▸ Job
Please rename "red carpet" to "red rug" throughout these lines and keep everything else the same. Leave the pictures out of your answer.

(Position annotation lines)
+ + + + +

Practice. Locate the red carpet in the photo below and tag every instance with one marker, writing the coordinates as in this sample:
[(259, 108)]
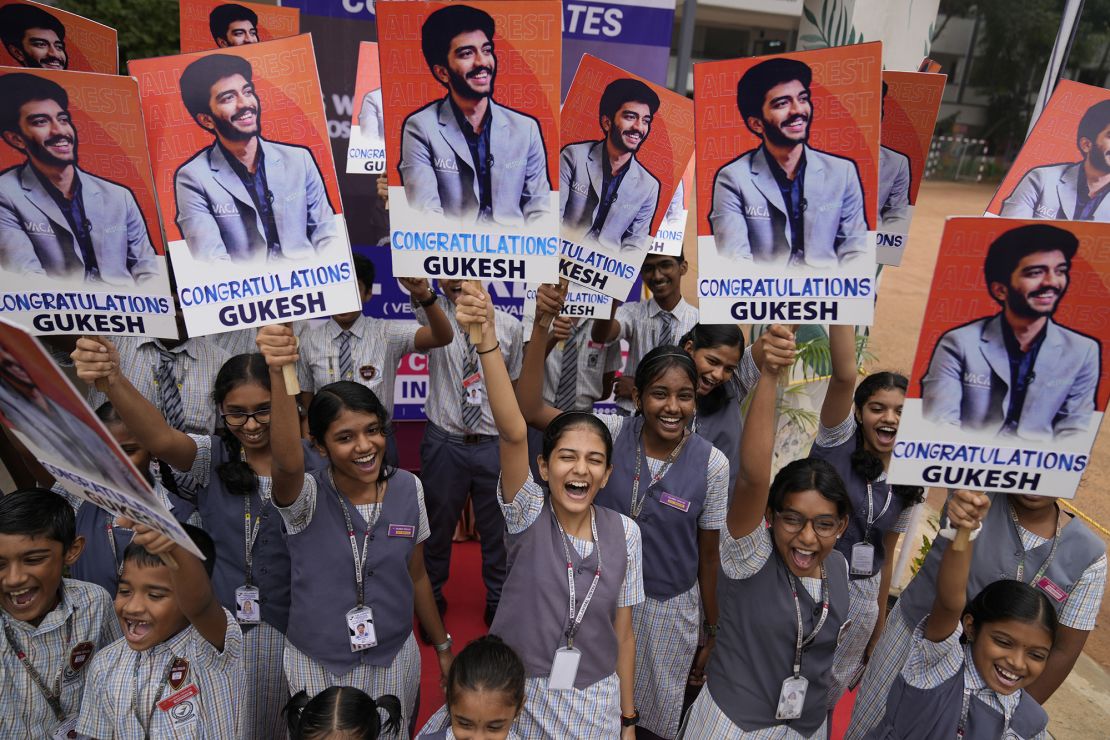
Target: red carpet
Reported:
[(465, 595)]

+ + + + +

▸ Task answer
Practice. Locate the red rug in the photo below and tag every instance with one marker, writing the coordinates as in this sample:
[(259, 108)]
Target: red rug
Reported:
[(465, 595)]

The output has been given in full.